Lines excerpted from a collection:

- - - - -

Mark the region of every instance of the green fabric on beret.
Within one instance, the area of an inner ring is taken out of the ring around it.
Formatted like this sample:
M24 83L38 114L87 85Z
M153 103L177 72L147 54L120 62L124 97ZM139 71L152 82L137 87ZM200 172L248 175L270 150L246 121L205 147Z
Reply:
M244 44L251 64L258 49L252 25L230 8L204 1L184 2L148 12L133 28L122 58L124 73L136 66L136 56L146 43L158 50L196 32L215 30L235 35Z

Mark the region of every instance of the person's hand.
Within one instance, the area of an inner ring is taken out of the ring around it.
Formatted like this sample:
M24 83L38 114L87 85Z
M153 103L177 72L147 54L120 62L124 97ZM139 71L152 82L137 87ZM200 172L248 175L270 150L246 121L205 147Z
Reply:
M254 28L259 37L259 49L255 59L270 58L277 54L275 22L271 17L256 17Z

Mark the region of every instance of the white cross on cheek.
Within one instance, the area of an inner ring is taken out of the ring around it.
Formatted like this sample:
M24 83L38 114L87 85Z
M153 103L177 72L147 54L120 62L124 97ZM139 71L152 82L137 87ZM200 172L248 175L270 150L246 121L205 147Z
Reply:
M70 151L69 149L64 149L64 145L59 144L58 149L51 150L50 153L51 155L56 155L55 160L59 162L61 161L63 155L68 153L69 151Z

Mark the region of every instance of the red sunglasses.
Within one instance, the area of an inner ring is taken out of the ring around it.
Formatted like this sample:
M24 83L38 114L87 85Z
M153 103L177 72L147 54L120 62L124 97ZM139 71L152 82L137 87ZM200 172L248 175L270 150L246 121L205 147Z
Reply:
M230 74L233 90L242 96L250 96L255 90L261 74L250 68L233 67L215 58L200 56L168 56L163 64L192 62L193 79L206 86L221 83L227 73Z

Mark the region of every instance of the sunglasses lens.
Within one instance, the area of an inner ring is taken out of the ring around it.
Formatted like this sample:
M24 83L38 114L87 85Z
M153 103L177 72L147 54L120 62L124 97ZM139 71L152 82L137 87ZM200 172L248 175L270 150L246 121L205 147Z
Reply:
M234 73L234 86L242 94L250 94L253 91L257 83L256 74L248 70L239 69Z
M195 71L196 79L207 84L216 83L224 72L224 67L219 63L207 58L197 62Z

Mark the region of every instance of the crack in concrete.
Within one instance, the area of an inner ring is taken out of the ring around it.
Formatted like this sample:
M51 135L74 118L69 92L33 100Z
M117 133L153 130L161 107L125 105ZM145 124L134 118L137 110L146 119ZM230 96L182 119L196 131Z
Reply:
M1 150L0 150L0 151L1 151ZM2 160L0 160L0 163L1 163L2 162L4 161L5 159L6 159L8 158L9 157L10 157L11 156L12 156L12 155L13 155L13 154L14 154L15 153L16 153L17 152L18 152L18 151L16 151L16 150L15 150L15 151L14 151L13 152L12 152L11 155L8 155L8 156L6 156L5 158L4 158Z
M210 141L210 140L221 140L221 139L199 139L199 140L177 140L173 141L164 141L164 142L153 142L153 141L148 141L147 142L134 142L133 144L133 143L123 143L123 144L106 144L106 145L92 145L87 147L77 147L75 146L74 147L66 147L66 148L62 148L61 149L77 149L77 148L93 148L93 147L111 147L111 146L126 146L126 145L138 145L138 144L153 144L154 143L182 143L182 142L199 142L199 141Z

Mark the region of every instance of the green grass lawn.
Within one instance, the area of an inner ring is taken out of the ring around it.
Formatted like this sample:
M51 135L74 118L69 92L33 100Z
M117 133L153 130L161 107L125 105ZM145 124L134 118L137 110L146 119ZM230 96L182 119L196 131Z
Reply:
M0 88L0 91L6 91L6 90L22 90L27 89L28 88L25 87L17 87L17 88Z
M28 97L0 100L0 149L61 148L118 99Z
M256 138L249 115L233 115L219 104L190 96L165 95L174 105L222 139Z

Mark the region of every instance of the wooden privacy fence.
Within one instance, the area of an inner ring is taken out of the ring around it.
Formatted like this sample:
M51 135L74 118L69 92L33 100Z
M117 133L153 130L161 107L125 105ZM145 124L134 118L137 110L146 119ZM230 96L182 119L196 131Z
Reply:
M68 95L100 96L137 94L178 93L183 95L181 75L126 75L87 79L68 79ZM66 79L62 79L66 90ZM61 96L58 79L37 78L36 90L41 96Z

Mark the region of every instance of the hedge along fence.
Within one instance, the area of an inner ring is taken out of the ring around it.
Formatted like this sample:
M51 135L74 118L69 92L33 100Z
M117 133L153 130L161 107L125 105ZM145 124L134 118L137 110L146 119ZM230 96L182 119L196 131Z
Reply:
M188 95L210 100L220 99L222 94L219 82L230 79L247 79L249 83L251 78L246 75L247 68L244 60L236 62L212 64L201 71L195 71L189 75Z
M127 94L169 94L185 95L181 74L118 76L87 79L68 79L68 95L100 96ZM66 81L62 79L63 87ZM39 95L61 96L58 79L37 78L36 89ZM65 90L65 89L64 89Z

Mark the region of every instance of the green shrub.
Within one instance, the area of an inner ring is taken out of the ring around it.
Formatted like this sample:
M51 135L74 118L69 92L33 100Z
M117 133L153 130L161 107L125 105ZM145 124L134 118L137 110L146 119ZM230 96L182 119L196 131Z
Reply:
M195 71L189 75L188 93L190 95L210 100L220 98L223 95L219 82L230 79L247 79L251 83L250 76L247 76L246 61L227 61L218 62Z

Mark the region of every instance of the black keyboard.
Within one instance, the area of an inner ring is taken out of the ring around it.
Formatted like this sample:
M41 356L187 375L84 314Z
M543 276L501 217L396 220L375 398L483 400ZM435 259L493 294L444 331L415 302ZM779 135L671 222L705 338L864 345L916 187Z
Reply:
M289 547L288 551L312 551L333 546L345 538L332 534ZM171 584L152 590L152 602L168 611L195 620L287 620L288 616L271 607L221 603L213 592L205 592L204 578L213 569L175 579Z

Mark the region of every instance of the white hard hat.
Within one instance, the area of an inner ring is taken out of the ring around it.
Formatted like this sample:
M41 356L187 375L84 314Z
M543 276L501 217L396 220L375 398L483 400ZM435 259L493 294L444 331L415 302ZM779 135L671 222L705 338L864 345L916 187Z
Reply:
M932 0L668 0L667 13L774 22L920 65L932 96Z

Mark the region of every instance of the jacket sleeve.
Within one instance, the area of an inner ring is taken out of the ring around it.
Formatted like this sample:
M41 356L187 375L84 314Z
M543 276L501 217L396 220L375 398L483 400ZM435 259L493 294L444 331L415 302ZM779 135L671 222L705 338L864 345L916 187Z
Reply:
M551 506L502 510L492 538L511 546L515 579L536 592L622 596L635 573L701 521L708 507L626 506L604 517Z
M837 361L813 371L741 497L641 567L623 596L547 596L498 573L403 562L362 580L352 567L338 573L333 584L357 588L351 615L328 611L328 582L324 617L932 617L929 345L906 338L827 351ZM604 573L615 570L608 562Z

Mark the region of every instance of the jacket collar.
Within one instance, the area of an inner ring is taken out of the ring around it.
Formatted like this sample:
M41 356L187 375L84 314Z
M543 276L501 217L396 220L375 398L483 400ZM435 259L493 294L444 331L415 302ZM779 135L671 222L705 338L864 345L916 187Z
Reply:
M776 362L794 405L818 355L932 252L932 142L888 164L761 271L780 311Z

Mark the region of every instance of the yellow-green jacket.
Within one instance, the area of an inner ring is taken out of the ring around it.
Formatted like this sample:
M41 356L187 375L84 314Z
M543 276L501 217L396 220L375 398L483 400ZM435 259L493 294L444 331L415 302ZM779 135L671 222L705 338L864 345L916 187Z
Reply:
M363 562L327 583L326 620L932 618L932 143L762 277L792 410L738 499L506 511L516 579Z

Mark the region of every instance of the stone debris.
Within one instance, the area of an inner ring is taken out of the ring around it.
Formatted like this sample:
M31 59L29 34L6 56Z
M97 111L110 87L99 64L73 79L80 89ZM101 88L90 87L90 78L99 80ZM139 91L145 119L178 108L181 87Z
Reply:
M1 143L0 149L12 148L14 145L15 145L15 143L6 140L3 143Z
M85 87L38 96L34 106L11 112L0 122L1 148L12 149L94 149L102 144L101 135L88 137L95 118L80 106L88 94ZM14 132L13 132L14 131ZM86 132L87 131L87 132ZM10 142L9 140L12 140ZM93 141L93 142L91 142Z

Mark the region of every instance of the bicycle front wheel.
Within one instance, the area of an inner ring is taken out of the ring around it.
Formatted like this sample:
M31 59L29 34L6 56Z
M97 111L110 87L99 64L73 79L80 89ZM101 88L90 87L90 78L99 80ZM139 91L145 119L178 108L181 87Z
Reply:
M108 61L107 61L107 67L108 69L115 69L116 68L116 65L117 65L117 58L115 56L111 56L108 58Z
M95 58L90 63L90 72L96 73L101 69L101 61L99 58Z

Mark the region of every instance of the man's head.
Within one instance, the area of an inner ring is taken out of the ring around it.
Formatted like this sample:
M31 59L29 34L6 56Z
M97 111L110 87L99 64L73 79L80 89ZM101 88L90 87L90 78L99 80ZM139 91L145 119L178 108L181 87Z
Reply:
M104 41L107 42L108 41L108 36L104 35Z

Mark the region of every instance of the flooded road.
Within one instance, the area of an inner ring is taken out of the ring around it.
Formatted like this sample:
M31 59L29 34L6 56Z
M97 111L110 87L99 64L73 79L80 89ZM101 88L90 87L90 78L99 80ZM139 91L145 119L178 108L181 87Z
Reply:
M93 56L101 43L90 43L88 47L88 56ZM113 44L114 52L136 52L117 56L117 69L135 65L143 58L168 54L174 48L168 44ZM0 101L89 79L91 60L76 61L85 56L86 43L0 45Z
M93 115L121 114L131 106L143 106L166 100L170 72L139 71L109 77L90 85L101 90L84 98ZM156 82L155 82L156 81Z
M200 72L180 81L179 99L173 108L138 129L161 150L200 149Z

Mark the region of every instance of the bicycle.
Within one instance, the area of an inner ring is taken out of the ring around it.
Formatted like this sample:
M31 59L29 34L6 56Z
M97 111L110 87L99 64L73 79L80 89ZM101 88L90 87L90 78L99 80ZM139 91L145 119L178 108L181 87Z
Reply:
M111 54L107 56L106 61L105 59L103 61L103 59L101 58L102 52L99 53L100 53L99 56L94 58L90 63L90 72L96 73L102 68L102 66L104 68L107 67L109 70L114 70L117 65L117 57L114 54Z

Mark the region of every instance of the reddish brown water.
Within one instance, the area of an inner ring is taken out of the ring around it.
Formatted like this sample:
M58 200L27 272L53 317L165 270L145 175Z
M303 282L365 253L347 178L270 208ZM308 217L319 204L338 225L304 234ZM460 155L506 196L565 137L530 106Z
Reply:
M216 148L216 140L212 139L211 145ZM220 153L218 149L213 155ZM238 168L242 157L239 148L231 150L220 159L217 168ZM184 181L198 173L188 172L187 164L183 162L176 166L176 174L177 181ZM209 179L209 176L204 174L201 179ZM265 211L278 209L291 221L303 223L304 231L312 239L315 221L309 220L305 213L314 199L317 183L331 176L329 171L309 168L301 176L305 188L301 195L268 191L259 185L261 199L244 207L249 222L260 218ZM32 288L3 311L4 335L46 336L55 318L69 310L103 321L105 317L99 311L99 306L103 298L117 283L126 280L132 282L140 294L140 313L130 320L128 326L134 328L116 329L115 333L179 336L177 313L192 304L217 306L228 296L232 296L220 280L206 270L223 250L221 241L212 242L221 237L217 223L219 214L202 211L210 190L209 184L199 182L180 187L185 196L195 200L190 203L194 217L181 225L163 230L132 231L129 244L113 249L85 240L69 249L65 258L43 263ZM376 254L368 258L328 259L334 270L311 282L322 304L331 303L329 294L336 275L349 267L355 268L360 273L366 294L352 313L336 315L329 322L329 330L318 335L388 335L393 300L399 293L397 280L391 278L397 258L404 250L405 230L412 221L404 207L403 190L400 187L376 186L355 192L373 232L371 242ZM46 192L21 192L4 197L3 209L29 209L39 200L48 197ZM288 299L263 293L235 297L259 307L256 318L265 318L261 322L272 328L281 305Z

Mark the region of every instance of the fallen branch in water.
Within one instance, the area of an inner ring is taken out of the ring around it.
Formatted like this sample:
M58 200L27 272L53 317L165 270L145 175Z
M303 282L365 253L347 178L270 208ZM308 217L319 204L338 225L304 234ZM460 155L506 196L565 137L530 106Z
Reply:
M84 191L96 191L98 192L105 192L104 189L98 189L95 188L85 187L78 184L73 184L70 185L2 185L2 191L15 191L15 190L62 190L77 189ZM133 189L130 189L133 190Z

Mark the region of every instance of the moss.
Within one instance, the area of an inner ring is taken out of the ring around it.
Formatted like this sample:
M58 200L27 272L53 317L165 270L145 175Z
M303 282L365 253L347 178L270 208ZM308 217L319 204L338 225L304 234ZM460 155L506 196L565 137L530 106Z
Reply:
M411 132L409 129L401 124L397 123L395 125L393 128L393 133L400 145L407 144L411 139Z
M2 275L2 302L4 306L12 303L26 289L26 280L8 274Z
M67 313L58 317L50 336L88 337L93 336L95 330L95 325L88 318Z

- - - - -

TASK:
In the lines running from the one containing "Mark the region of every instance of the man's" through the one containing "M111 54L107 56L106", inclusive, replace "bicycle" with "motorcycle". Give only those lines, with nothing else changed.

PROBLEM SOLUTION:
Mark the region of every instance of the man's head.
Within one instance, the area of an inner ring is taken out of the ring around it.
Formatted like this sample:
M31 59L29 34L6 56Z
M97 111L110 87L99 64L73 79L80 89ZM101 88L90 87L90 78L99 80ZM139 91L145 119L178 108L181 87Z
Reply:
M104 41L107 42L108 41L108 36L104 35Z

Mark the region of every instance of the flooded road.
Within one instance, the area of an inner ring is taken out of the ring around it.
Formatted like this sample:
M31 59L29 34L6 56Z
M97 111L110 87L99 64L73 79L80 89ZM101 88L90 87L90 78L99 80ZM139 91L145 119L178 108L181 87Z
Reply:
M93 56L101 43L90 43L88 47L88 56ZM113 44L114 52L136 52L117 56L117 69L135 65L143 58L168 54L174 48L168 44ZM0 101L89 79L91 60L76 61L85 56L86 43L0 45Z
M93 115L121 114L131 106L143 106L166 100L170 72L139 71L109 77L90 85L101 90L84 98ZM156 82L155 82L156 81Z
M200 72L180 81L179 99L173 108L138 129L161 150L200 149Z

Mark the region of every instance of the motorcycle.
Within one instance, the area of an inner ring is taken out of the ring around it.
Formatted like this sample:
M31 59L29 34L6 56Z
M97 111L110 87L99 64L73 79L80 89ZM101 88L90 87L90 78L99 80ZM139 91L145 119L178 108L181 87Z
Reply:
M111 54L107 56L106 61L105 59L103 61L103 59L101 58L102 52L99 53L100 53L99 56L94 58L90 63L90 72L96 73L102 68L102 66L104 68L107 67L109 70L114 70L117 65L117 57L114 54Z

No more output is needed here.